▶ [TRECHO ESCOLHIDO]
Levanta-te, une teu canto a nosso cantar!
Levanta-te, chega pra cá e vem para o meio!
Levanta-te, Vem companheiro à vida brindar!
João Batista mandou perguntar: "És tu aquele que Deus enviou?”
Contem a João o que estão a olhar: Os cegos veem, escutam os surdos,
Os coxos andam e falam os mudos boas notícias a anunciar!
Se o teu olhar, mais além enxergar,
se o teu ouvido escutar as entranhas,
se a tua mão a do manco apertar,
dos excluídos se atendes o anseio,
e o solitário, se o trazes pro meio,
um novo tempo vais inaugurar!
Lembrei-me da música acima após ler o texto de Rumi, um místico Persa do Século XIII. Mas, antes de prosseguir com meu texto, cito também seu poema: “Aonde leva essa Dança”.
Vem, vem, seja você quem for,
não importa se você é um infiel, um idólatra,
ou um adorador do fogo;
Vem, nossa irmandade não é um lugar de desespero;
Vem, mesmo tendo violado seu juramento cem vezes,
vem assim mesmo.
Vem,
lhe direi em segredo
aonde leva esta dança.
Vê como as partículas do ar
e os grãos de areia do deserto
giram desnorteados.
Cada átomo,
feliz ou miserável,
gira apaixonado
em torno do sol.
Ninguém fala para si mesmo em voz alta.
Já que todos somos um,
falemos deste outro modo.
Os pés e as mãos conhecem o desejo da alma.
Fechemos então a boca e conversemos através da alma.
Só a alma conhece o destino de tudo, passo a passo.
Vem, se lhe interessa, posso mostrar.
A dança é sinal de alegria. Mas, é também uma forma de rezar com o corpo inteiro. Que o digam os meus irmãos do congado! Eles dançam três dias seguidos por devoção aos santos padroeiros. A Bíblia não esconde que o Rei Davi, diante da arca de Deus, “rodopiava com todas as suas forças” – 2 Sm 6,14.
Rumi desenvolveu o “sama”(4), uma dança extática em que os dervixes giram em torno de si e ao mesmo tempo de um eixo projetado do centro, imitando os movimentos de rotação e translação dos planetas em torno do sol (1). O Giro Sufi está associado à ligação da terra com o céu, da matéria com o espírito, ao contato com o divino. Através do giro o corpo pode entrar em contato com o que contém de mais profundo, aumentando a consciência de si mesmo e daquilo que o rodeia (2). A dança mística leva o homem, portanto, a um estado de profunda união com Deus. Parece um jeito de dissolver o próprio ego para se tornar uma unidade com o transcendente. O místico sente uma unidade em todas as coisas. Há apenas uma consciência, ou um Deus que permeia tudo (3). Dizem que Rumi era tão “embriagado” do sagrado que certo dia, ao caminhar pelas ruas de Konya (atual cidade da Turquia), quando ao ouvir o som dos martelos das oficinas dos ourives, entrou em êxtase e pôs-se a dançar em plena rua em frente à loja de Salah ud- Din Zarkub, seu velho amigo (5). Talvez, algo parecido acontecia também com Santa Tereza de Ávila que conseguia “ver Deus entre suas panelas”...(6). Na verdade, Deus não precisa de um lugar especial para Se nos revelar. Às vezes, escolhe os lugares mais inusitados para isso, como no caso de Zaqueu que estava no alto de um sicômoro ou a Samaritana que buscava água no poço...

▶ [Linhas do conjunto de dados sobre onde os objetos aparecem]

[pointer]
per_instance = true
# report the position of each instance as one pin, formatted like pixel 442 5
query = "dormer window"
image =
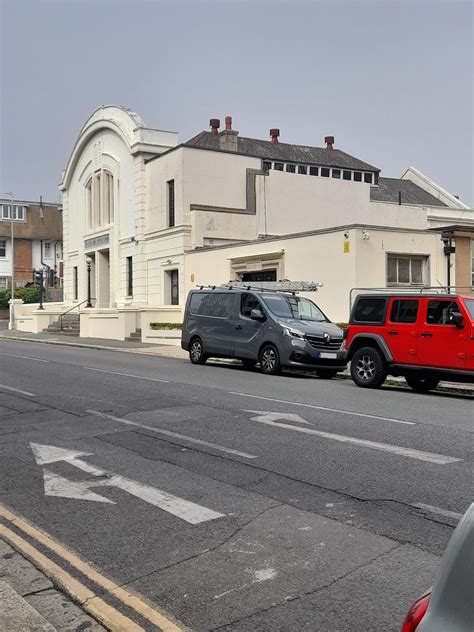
pixel 100 200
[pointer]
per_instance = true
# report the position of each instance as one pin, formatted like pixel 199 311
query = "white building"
pixel 156 217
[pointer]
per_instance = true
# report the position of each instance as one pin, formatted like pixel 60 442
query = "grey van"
pixel 276 329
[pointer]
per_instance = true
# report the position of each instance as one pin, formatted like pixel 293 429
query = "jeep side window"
pixel 404 311
pixel 248 302
pixel 370 310
pixel 439 312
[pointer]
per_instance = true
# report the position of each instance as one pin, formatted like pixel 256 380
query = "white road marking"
pixel 268 416
pixel 176 435
pixel 17 390
pixel 184 509
pixel 438 510
pixel 137 377
pixel 13 355
pixel 333 410
pixel 438 459
pixel 55 485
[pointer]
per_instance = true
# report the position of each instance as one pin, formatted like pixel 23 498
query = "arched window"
pixel 100 200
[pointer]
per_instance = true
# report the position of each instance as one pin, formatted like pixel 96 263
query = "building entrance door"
pixel 261 275
pixel 103 278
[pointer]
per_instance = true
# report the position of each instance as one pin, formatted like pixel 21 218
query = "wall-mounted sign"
pixel 93 242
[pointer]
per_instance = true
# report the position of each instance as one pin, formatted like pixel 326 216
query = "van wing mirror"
pixel 456 318
pixel 256 314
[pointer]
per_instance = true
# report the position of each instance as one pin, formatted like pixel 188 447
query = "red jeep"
pixel 423 337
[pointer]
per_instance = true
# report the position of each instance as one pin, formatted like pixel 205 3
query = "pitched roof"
pixel 283 151
pixel 389 188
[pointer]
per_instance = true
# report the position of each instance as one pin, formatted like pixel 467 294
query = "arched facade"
pixel 104 211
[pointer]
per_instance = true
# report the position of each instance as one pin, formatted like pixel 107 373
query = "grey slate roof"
pixel 284 151
pixel 388 189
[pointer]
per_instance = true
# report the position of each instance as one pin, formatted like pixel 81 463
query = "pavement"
pixel 30 602
pixel 173 351
pixel 216 498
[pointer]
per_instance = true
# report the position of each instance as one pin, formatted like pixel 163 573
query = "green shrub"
pixel 167 326
pixel 26 294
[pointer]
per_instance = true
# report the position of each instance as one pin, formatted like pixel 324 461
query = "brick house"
pixel 37 234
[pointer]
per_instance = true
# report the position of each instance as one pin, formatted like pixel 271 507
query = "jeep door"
pixel 442 344
pixel 247 331
pixel 401 330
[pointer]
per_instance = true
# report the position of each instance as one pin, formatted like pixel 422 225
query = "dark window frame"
pixel 171 204
pixel 129 264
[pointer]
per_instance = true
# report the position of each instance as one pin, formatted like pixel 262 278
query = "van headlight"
pixel 293 333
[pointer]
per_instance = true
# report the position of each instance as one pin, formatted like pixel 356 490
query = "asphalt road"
pixel 230 499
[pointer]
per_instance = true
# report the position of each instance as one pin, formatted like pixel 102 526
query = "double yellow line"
pixel 111 618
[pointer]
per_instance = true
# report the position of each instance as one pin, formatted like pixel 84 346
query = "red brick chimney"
pixel 214 124
pixel 329 140
pixel 274 133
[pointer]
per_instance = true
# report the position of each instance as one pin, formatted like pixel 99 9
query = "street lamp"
pixel 11 323
pixel 89 263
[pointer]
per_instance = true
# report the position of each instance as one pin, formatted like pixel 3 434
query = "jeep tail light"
pixel 416 614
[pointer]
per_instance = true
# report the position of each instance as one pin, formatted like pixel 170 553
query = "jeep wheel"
pixel 368 368
pixel 196 352
pixel 422 383
pixel 248 363
pixel 269 360
pixel 326 374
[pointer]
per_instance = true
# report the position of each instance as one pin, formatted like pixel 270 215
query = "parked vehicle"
pixel 274 328
pixel 449 605
pixel 424 338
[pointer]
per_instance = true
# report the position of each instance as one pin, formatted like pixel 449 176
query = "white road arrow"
pixel 265 416
pixel 184 509
pixel 55 485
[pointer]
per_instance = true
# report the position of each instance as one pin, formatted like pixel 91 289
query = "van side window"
pixel 439 312
pixel 211 304
pixel 248 302
pixel 370 310
pixel 404 311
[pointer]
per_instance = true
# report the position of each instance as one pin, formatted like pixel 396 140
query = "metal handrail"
pixel 78 305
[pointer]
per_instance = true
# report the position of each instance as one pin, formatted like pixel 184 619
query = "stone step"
pixel 17 614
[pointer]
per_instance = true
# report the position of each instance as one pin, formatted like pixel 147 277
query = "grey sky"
pixel 391 80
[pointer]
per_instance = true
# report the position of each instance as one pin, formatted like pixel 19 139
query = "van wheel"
pixel 248 363
pixel 326 374
pixel 368 368
pixel 422 383
pixel 269 360
pixel 196 352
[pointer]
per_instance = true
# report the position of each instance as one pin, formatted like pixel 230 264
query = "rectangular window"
pixel 174 287
pixel 75 283
pixel 406 270
pixel 171 217
pixel 439 312
pixel 404 311
pixel 370 310
pixel 129 276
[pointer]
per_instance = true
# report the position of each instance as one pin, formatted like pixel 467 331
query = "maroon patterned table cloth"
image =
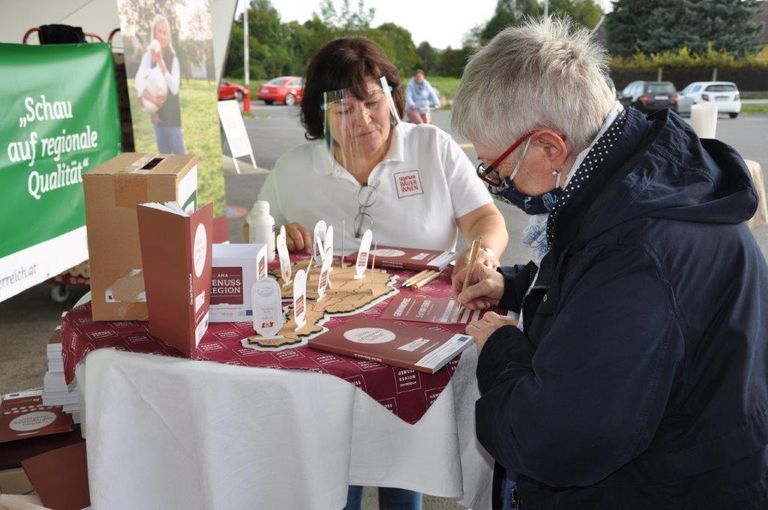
pixel 406 393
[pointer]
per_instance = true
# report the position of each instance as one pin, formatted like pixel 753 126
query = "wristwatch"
pixel 492 259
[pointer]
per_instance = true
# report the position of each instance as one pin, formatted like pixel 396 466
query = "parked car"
pixel 650 96
pixel 723 94
pixel 229 90
pixel 285 89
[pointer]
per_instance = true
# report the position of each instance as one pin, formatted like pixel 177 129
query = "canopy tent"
pixel 99 17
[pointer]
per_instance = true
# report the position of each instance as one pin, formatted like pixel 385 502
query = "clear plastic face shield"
pixel 358 130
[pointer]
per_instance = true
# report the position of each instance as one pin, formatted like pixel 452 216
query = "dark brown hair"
pixel 347 62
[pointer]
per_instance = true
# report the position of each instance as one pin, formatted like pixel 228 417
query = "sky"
pixel 442 23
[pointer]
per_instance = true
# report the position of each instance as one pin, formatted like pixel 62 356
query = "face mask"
pixel 529 204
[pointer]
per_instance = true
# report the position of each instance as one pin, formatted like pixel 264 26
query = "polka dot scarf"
pixel 591 162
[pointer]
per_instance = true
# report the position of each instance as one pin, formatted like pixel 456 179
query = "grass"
pixel 200 125
pixel 754 108
pixel 754 95
pixel 446 85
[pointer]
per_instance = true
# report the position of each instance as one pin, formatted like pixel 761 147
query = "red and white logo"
pixel 408 184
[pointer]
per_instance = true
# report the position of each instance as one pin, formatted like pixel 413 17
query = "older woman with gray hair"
pixel 636 375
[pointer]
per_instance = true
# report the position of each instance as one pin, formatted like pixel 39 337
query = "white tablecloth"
pixel 169 434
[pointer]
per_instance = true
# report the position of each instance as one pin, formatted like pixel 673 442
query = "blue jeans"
pixel 389 499
pixel 507 502
pixel 169 139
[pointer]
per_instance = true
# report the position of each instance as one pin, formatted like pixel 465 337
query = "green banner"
pixel 59 120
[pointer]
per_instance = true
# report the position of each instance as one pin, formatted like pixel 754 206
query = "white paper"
pixel 362 255
pixel 300 298
pixel 704 119
pixel 325 269
pixel 318 248
pixel 328 243
pixel 267 307
pixel 285 260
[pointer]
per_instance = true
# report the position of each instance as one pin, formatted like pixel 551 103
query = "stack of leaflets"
pixel 23 414
pixel 56 392
pixel 391 343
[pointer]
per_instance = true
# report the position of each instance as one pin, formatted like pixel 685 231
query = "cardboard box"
pixel 235 268
pixel 14 481
pixel 112 191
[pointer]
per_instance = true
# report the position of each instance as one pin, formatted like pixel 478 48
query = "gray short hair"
pixel 542 74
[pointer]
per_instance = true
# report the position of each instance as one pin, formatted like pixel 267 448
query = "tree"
pixel 583 12
pixel 655 26
pixel 398 45
pixel 345 19
pixel 452 62
pixel 429 57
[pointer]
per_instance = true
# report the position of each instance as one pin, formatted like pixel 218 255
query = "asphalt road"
pixel 275 129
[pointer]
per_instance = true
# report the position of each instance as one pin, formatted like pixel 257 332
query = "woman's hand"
pixel 298 238
pixel 483 328
pixel 485 290
pixel 485 257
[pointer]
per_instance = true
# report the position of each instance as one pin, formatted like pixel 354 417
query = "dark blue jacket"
pixel 641 380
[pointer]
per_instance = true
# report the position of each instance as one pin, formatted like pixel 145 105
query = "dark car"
pixel 285 89
pixel 650 96
pixel 229 90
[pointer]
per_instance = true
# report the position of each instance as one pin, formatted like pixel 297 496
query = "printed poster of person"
pixel 172 86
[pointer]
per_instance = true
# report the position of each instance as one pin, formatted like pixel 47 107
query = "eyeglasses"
pixel 342 103
pixel 366 197
pixel 489 174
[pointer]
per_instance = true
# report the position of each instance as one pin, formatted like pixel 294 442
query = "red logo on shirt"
pixel 408 184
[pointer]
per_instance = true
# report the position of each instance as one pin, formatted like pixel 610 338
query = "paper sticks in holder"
pixel 420 279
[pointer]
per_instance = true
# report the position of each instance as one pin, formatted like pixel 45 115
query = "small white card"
pixel 267 307
pixel 318 248
pixel 285 260
pixel 300 299
pixel 328 243
pixel 325 269
pixel 362 255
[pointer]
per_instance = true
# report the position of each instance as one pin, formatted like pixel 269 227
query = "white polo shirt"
pixel 423 184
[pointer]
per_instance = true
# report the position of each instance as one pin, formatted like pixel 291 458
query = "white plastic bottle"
pixel 261 227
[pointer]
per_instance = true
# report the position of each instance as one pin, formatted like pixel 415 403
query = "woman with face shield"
pixel 637 374
pixel 363 168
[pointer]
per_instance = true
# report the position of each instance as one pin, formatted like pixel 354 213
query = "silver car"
pixel 723 94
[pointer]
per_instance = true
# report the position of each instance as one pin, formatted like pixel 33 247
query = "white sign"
pixel 300 299
pixel 285 260
pixel 362 255
pixel 234 129
pixel 324 281
pixel 267 307
pixel 318 247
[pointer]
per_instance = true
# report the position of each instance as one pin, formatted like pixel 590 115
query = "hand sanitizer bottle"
pixel 261 227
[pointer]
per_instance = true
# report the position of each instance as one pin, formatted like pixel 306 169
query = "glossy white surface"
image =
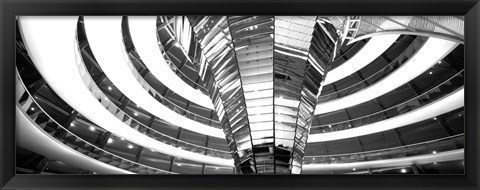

▶ [INSTRUÇÕES DO EXERCÍCIO]
Retorne, sem mudar uma vírgula, a parte do texto sobre Rumi e a dança que começa em "Ninguém fala para" e vai até "passo a passo.".

▶ [RESULTADO FINAL]
Ninguém fala para si mesmo em voz alta.
Já que todos somos um,
falemos deste outro modo.
Os pés e as mãos conhecem o desejo da alma.
Fechemos então a boca e conversemos através da alma.
Só a alma conhece o destino de tudo, passo a passo.